--- What is expected ---
Wherever the line with "indicate the tall" sits in the listing below, transcribe from it up to and including the line with "indicate the orange", exactly, and leave the remaining lines out.

[Record excerpts — start]

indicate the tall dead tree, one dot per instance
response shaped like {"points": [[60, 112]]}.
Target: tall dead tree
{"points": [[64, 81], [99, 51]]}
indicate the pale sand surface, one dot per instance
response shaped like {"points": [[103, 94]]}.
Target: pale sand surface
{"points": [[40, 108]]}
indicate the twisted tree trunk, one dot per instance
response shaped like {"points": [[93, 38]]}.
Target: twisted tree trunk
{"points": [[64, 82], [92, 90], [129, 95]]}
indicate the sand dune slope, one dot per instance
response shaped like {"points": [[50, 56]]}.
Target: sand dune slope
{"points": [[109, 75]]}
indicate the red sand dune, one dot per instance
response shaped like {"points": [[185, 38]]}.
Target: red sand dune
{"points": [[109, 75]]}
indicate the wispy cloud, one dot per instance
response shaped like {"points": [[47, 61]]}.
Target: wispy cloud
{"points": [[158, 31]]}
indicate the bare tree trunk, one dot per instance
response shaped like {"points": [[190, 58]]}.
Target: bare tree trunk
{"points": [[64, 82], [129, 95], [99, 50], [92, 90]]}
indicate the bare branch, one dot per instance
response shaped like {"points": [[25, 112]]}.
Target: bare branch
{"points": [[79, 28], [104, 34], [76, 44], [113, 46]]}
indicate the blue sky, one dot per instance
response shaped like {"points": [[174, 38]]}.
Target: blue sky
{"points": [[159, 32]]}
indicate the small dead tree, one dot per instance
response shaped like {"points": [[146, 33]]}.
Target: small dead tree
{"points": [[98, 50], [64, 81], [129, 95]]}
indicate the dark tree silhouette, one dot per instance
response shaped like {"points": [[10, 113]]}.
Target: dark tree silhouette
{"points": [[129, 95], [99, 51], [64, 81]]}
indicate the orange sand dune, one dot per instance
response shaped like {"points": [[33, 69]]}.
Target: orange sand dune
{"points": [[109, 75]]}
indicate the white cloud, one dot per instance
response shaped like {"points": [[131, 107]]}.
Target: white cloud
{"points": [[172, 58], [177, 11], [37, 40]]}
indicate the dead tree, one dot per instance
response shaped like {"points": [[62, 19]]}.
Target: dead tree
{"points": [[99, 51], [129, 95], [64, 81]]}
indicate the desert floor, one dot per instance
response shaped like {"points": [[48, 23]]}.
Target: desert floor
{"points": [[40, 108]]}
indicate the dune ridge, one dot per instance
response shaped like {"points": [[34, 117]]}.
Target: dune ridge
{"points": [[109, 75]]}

[Record excerpts — finish]
[Record excerpts — start]

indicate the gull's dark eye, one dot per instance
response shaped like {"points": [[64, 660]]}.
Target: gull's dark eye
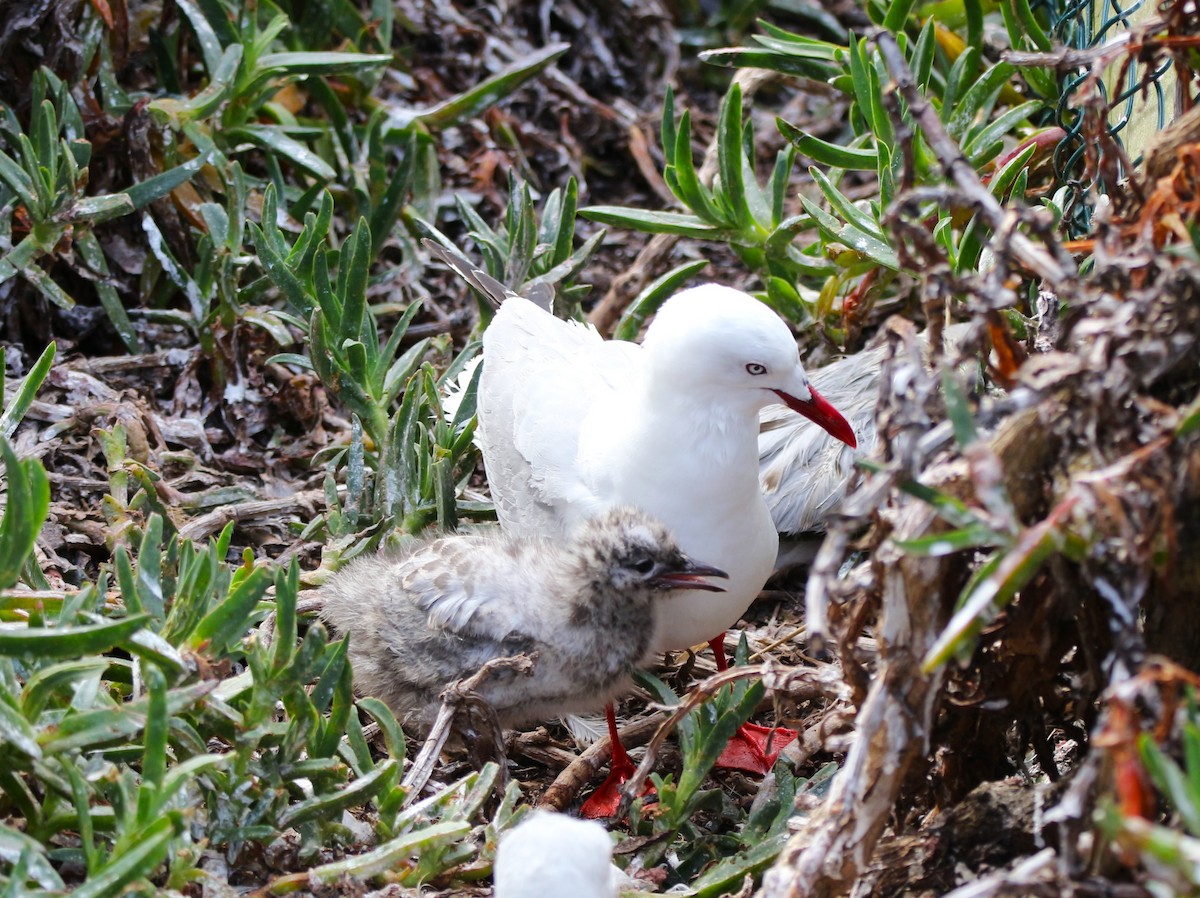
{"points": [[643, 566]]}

[Record excerpts — finish]
[Record excerpts — start]

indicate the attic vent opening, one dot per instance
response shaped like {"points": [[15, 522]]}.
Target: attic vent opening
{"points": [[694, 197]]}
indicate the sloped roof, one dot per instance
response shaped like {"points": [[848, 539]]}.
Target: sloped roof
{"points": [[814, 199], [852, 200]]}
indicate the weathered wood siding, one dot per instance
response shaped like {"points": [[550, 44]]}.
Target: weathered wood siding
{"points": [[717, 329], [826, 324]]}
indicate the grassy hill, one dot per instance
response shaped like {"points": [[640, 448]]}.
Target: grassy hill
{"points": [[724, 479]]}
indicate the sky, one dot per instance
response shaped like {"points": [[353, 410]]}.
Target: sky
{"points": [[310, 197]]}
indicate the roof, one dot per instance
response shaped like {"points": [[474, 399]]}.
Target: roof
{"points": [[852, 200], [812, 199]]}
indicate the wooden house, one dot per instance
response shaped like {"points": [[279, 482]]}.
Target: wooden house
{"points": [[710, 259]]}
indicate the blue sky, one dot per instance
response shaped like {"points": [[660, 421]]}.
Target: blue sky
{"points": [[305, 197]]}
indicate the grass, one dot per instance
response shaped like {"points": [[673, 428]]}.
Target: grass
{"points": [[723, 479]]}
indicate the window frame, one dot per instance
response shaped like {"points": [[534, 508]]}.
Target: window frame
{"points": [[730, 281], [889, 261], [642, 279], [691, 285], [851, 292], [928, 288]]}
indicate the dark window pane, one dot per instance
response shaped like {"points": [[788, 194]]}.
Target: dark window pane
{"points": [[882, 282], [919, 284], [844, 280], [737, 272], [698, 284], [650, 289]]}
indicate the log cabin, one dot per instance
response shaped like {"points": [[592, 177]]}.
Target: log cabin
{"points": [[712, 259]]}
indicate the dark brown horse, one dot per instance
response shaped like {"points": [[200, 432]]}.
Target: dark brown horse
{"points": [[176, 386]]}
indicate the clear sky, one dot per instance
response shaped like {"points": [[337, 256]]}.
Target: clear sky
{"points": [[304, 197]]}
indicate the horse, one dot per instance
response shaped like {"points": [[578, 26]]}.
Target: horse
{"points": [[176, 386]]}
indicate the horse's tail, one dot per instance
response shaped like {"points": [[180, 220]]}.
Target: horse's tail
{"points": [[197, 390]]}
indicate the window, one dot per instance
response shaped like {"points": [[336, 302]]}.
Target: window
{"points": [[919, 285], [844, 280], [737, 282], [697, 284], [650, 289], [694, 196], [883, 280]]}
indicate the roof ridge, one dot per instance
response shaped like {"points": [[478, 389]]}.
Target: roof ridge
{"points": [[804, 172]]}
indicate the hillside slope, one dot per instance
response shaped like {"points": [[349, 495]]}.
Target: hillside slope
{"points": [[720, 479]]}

[Record excerpts — finish]

--- Answer below ---
indicate the tall dead tree, one dot per instance
response shaped like {"points": [[60, 112]]}.
Target: tall dead tree
{"points": [[64, 81], [99, 51]]}
indicate the pale sand surface, one dot per instance
response shaped like {"points": [[103, 94]]}.
Target: pale sand surface
{"points": [[40, 108]]}
indicate the twisted tree trunk, one dot per instance
response shaped like {"points": [[93, 38]]}.
Target: twisted tree trunk
{"points": [[64, 82], [92, 90], [129, 95]]}
indicate the sand dune slope, one dot per instance
response shaped like {"points": [[50, 56]]}.
Target: sand dune slope
{"points": [[109, 75]]}
indicate the red sand dune, one dot per instance
response shaped like {"points": [[185, 38]]}.
Target: red sand dune
{"points": [[109, 75]]}
indicate the wispy cloud, one dot per instance
response shaped like {"points": [[47, 61]]}.
Target: wispy cloud
{"points": [[158, 31]]}
indicate the bare tree trunk, one dot per instance
response shaped like {"points": [[190, 58]]}.
Target: bare tree trunk
{"points": [[64, 82], [129, 95], [99, 50], [92, 90]]}
indicate the bare branch, one dot per instance
response shaped like {"points": [[25, 112]]}.
Target: bare branch
{"points": [[79, 28], [104, 34], [76, 44], [113, 46]]}
indicate the blue sky, one dot per instance
response shaped like {"points": [[174, 38]]}.
Target: blue sky
{"points": [[159, 32]]}
indicate the small dead tree, one dot per instance
response shaped like {"points": [[146, 33]]}.
Target: small dead tree
{"points": [[98, 50], [64, 81], [129, 95]]}
indicate the dark tree silhouette, one dot per instance
response shaped like {"points": [[10, 113]]}.
Target: dark tree silhouette
{"points": [[129, 95], [99, 51], [64, 81]]}
indicate the orange sand dune, one dot per instance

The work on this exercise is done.